▸ STATED PROBLEM: Rewrite the stretch from the line containing "of the picture" through the end of the rows below as a JSON list of strings, one string per line, omitting blank lines.
━━━━━ RECORDS FOR THIS TASK ━━━━━
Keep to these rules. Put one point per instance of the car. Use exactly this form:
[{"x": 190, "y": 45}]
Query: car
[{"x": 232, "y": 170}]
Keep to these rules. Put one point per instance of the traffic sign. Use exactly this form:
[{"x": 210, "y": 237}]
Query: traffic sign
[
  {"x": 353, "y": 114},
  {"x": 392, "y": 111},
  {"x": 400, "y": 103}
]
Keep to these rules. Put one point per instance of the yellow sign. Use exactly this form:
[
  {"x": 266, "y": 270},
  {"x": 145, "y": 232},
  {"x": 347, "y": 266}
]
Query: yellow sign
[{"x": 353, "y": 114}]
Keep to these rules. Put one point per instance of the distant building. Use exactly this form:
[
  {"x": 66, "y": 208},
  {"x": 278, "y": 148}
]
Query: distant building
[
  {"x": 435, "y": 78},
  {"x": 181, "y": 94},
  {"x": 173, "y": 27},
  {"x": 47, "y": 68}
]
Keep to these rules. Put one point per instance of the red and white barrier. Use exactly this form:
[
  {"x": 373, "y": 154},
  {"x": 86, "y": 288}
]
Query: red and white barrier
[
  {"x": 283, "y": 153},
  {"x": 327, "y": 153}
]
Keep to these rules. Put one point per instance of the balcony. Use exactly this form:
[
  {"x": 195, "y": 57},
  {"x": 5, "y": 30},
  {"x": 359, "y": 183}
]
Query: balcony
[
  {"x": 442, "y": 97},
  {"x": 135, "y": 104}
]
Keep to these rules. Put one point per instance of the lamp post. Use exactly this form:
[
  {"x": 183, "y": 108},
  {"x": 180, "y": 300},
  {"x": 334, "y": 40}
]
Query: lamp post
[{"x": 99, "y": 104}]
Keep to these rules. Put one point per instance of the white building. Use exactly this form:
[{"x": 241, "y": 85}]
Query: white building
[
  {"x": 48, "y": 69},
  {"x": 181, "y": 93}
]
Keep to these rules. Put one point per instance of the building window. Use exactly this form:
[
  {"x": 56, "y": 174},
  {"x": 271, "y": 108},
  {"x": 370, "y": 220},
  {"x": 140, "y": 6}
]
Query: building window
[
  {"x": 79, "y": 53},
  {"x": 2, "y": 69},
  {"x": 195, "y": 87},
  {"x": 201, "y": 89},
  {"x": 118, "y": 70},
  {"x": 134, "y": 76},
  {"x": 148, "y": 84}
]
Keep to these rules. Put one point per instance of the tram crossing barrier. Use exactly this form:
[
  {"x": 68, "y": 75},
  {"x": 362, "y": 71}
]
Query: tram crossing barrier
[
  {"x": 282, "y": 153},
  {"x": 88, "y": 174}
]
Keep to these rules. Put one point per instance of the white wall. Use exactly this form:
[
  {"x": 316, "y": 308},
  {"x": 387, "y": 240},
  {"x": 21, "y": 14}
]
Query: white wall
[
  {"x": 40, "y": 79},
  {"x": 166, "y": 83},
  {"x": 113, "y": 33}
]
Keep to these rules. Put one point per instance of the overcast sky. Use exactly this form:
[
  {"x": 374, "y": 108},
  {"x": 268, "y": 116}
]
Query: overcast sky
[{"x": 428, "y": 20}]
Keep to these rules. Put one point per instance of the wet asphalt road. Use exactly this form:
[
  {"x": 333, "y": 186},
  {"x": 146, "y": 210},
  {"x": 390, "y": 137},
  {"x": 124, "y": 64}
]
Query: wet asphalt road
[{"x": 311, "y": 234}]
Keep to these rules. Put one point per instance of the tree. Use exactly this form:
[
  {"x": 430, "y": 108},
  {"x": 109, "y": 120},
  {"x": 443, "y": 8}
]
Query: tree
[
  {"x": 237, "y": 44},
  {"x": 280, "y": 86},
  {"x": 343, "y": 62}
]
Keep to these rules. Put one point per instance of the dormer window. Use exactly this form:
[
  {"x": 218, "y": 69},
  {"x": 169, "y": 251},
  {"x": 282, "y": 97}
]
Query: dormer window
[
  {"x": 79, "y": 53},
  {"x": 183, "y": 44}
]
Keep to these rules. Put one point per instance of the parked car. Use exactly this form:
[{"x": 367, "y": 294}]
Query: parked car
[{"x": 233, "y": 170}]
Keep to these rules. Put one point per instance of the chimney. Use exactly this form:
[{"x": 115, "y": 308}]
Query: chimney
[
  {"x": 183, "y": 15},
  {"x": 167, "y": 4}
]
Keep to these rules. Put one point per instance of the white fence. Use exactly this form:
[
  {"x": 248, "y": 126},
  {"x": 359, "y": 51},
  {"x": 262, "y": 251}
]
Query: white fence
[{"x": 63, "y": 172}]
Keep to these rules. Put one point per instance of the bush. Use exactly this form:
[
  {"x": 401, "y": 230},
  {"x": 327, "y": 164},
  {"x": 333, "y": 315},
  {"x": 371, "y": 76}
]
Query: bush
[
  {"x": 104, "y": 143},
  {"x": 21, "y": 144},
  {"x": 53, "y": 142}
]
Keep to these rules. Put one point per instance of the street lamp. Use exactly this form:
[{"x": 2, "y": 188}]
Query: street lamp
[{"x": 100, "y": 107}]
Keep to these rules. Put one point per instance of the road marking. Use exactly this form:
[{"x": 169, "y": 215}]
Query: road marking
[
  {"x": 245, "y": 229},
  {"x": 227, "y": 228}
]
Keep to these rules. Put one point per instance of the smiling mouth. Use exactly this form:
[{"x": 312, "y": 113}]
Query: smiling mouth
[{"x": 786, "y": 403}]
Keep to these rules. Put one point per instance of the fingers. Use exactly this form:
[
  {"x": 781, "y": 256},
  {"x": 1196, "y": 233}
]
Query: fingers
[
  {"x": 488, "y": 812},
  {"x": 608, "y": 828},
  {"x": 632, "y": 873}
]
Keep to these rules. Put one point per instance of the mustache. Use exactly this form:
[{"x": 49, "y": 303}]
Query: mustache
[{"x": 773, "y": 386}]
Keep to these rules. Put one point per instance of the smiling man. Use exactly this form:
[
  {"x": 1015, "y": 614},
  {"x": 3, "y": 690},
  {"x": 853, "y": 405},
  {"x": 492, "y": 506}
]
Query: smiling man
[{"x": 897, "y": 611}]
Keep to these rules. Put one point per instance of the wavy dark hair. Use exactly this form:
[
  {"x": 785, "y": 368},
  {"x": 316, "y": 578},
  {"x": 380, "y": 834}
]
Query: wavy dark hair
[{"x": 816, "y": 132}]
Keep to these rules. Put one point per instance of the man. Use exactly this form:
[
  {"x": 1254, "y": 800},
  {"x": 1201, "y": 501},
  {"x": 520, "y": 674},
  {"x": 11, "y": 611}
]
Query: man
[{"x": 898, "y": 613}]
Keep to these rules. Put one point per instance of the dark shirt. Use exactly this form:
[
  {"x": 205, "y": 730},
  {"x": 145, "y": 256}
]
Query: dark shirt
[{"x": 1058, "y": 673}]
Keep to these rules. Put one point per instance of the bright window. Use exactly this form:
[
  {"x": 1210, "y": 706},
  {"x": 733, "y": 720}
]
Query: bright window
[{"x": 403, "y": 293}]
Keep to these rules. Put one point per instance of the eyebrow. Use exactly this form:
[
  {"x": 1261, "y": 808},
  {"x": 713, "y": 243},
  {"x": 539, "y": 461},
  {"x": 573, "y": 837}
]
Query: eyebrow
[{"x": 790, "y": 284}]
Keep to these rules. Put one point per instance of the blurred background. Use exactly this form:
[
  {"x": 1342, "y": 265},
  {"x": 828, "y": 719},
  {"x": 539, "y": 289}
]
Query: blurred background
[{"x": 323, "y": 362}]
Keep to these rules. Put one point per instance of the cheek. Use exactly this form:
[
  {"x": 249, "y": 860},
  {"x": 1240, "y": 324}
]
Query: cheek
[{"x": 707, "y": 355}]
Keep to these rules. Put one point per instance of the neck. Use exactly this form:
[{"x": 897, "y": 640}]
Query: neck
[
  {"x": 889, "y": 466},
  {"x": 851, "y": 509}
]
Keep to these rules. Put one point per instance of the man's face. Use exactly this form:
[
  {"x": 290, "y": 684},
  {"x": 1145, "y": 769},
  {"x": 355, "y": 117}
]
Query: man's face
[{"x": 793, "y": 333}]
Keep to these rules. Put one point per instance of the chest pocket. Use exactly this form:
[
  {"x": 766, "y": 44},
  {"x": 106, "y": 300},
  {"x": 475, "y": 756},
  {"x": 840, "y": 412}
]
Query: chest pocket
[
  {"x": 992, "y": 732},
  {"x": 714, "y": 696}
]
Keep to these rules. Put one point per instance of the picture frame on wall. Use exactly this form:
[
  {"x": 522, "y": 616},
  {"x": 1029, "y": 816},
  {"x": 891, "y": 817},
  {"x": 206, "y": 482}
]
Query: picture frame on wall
━━━━━
▸ TASK RESPONSE:
[
  "Keep to these rules. Put one point per instance of the picture frame on wall. Use exactly this form:",
  "[",
  "  {\"x\": 522, \"y\": 616},",
  "  {\"x\": 1029, \"y\": 816},",
  "  {\"x\": 891, \"y\": 817},",
  "  {\"x\": 206, \"y\": 482}",
  "]",
  "Query: picture frame on wall"
]